##### SOURCE INFORMATION

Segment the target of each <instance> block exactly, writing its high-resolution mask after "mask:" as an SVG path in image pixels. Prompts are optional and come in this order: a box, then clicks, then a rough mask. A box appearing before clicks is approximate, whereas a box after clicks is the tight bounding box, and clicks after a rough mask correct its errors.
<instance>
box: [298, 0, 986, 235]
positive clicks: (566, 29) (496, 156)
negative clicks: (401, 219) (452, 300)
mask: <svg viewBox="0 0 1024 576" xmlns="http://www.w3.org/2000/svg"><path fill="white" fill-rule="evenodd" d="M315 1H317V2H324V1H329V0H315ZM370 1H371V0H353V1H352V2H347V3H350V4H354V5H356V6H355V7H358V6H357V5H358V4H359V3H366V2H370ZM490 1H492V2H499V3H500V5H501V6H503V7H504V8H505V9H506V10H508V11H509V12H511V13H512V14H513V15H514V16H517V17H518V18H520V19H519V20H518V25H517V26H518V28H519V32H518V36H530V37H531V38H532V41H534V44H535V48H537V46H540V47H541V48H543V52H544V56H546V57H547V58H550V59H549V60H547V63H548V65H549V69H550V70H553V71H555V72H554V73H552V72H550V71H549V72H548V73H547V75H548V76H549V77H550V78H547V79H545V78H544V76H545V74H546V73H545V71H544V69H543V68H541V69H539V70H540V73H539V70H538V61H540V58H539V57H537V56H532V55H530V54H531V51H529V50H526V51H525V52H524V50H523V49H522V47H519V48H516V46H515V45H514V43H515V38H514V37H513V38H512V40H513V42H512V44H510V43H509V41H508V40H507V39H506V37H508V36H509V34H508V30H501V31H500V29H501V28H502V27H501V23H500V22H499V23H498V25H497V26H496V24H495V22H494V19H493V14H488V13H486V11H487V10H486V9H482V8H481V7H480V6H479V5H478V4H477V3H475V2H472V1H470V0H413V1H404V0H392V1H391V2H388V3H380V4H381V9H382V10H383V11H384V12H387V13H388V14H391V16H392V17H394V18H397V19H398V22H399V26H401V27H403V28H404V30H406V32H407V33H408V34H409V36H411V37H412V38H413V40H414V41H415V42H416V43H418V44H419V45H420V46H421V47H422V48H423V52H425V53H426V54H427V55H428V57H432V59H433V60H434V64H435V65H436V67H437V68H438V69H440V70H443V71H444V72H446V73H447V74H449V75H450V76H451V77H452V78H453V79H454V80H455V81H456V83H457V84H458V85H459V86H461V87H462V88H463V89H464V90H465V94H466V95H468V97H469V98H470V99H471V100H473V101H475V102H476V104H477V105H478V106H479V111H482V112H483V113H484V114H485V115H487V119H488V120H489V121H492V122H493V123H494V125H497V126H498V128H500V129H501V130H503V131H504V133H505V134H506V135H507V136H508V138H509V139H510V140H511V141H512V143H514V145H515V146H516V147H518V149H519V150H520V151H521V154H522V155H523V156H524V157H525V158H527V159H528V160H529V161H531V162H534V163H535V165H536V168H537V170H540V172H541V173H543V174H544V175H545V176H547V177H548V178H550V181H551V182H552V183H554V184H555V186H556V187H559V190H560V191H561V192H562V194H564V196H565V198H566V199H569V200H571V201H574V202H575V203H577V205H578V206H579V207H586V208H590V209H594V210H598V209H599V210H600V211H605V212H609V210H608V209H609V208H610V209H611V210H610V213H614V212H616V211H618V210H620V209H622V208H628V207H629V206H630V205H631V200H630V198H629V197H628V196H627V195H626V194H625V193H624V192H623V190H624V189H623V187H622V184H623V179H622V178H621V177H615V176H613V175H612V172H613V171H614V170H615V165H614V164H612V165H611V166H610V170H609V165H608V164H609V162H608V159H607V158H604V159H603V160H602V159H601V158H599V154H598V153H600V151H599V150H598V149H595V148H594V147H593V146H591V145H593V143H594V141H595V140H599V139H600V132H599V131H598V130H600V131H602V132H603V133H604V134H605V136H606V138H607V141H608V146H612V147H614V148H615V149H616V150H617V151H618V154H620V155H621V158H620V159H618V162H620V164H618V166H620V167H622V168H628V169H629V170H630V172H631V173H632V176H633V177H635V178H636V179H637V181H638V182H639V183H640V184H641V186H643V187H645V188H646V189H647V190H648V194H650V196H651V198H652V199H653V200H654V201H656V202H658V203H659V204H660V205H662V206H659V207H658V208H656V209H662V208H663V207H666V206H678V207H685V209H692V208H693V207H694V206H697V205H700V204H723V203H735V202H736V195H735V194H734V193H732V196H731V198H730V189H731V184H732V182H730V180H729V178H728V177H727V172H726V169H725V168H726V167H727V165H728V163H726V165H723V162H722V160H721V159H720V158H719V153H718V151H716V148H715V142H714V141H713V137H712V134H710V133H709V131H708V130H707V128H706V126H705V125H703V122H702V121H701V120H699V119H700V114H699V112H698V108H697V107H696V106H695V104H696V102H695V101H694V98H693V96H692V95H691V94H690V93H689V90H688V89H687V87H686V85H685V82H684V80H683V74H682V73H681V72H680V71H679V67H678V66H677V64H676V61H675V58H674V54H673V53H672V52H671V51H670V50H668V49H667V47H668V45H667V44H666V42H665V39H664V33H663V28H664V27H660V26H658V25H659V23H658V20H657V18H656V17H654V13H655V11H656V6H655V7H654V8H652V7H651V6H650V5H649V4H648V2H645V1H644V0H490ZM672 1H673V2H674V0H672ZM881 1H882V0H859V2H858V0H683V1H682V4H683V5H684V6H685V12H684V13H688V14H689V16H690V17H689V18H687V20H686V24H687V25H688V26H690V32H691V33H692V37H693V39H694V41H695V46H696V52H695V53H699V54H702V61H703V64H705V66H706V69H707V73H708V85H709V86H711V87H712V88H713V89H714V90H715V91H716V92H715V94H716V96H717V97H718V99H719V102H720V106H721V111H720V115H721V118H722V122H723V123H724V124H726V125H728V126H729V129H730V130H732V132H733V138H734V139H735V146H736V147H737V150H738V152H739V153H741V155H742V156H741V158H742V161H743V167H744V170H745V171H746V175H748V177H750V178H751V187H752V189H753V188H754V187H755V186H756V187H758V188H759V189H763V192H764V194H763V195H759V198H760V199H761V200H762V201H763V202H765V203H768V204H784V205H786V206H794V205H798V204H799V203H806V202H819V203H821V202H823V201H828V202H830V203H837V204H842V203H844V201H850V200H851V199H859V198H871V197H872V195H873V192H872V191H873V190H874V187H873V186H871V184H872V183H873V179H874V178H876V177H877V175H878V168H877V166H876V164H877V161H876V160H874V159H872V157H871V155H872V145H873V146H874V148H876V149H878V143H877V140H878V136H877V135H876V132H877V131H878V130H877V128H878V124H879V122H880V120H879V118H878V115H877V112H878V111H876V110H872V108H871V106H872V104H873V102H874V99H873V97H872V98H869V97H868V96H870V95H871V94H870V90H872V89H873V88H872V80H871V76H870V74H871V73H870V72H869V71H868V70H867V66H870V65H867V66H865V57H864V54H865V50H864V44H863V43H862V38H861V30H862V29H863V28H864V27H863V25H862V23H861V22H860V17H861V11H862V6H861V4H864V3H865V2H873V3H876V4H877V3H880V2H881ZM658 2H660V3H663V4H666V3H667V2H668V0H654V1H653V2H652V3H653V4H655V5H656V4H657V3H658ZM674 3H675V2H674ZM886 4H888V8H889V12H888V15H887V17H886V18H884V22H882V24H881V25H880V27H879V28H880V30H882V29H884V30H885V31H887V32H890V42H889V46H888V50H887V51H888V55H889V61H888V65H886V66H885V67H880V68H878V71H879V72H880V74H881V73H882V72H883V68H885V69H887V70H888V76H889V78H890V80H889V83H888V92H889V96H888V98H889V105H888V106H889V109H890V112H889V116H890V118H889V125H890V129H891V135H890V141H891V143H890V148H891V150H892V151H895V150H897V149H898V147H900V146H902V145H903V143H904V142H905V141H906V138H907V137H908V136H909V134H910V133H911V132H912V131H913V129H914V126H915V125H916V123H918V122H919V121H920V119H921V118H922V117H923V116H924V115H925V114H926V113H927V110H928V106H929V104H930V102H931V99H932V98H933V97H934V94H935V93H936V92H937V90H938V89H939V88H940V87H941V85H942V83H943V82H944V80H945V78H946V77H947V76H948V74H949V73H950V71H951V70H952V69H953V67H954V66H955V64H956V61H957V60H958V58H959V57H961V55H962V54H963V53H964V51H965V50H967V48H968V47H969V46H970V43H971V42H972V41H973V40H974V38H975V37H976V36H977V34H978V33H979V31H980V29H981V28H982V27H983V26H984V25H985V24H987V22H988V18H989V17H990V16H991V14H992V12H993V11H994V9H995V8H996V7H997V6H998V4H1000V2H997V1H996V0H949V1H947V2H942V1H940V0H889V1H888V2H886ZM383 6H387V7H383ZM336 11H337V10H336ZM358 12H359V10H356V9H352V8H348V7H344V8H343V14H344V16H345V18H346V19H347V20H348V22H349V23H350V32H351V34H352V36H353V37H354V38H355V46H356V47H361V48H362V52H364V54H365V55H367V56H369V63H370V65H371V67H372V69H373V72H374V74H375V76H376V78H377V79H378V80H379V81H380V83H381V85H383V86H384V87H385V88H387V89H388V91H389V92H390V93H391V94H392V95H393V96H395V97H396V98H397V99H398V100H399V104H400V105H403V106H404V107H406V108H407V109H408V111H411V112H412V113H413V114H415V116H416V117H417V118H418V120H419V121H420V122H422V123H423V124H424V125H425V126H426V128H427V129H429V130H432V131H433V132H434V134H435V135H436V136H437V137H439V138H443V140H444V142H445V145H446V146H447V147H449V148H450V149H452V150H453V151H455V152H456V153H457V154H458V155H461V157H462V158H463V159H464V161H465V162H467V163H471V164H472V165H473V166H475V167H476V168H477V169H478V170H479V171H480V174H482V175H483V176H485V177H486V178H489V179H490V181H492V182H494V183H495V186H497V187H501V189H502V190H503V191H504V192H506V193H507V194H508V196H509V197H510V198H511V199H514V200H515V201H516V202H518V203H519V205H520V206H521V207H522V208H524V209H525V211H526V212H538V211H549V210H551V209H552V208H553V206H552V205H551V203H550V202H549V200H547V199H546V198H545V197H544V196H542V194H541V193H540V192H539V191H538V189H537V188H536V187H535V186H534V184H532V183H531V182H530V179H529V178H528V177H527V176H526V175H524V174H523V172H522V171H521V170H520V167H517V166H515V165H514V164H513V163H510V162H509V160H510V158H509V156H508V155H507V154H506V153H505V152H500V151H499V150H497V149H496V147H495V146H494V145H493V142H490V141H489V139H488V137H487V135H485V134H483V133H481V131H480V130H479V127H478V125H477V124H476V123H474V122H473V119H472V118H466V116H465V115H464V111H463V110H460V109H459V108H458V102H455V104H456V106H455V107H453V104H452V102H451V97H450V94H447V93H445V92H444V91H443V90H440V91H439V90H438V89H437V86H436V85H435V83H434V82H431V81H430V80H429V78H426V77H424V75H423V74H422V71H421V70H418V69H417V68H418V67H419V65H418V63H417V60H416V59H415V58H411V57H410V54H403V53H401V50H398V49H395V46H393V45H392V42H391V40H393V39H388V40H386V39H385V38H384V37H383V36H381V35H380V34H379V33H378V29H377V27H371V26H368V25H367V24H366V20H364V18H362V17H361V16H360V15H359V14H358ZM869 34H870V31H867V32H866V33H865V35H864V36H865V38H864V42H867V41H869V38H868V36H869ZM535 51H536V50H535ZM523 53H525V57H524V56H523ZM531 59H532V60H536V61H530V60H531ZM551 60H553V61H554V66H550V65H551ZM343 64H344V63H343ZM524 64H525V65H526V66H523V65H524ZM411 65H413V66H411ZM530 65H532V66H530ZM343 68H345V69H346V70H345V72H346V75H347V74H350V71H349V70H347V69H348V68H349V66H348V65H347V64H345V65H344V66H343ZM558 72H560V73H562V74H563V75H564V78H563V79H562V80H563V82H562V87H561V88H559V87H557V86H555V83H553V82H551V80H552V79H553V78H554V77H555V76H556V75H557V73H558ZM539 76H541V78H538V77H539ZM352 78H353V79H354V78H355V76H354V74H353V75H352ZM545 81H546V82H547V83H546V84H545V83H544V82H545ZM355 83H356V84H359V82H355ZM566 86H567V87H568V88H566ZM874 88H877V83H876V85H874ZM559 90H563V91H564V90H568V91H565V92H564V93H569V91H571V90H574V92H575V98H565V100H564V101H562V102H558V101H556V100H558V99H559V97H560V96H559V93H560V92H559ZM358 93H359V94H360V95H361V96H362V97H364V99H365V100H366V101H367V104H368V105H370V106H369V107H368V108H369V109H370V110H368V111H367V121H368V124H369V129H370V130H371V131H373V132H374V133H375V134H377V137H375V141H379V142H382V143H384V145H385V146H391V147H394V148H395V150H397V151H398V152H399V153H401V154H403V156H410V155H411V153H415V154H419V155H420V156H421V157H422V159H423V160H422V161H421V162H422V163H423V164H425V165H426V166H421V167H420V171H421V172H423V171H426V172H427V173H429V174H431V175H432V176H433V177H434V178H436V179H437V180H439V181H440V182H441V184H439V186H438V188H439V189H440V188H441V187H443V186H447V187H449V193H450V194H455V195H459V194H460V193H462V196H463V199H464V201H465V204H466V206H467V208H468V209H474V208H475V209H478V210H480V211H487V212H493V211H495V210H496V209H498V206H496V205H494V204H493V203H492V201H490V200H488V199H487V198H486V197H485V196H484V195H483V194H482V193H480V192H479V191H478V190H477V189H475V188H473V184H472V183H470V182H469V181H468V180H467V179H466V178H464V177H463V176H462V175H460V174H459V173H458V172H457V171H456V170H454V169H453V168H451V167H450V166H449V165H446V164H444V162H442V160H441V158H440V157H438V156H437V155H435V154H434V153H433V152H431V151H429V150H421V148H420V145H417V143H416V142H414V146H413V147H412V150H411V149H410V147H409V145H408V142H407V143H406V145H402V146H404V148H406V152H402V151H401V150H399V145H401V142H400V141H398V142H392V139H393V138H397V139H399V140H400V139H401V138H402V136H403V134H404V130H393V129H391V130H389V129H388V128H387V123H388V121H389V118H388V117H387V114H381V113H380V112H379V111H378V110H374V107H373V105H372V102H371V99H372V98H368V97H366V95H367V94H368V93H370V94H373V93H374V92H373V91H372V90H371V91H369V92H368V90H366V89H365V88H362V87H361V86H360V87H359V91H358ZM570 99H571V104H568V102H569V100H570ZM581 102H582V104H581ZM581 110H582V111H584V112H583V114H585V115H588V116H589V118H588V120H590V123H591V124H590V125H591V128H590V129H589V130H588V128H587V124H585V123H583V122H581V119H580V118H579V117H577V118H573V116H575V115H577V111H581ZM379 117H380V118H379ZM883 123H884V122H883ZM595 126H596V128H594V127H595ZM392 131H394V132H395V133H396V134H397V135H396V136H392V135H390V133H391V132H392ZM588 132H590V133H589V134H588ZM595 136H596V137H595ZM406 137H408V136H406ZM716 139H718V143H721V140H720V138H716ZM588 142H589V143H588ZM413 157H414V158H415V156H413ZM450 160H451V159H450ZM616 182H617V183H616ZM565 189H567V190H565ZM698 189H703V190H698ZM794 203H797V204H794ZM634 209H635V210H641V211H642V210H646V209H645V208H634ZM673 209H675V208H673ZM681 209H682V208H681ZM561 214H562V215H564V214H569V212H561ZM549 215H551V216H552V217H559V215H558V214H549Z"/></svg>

##########

◆ THE TASK: Copy the rows word for word, starting at their very first line and stopping after the line that contains "negative clicks: (401, 219) (452, 300)".

◆ EXERCISE SOLUTION:
Segment the target of each <instance> block exactly, writing its high-resolution mask after "mask:" as an SVG path in image pixels. Prompts are optional and come in this order: a box, then clicks, then a rough mask. A box appearing before clicks is approximate, whereas a box after clicks is the tight bounding box, and clicks after a rough mask correct its errors.
<instance>
box: [298, 0, 986, 235]
positive clicks: (566, 29) (496, 156)
negative clicks: (401, 219) (452, 300)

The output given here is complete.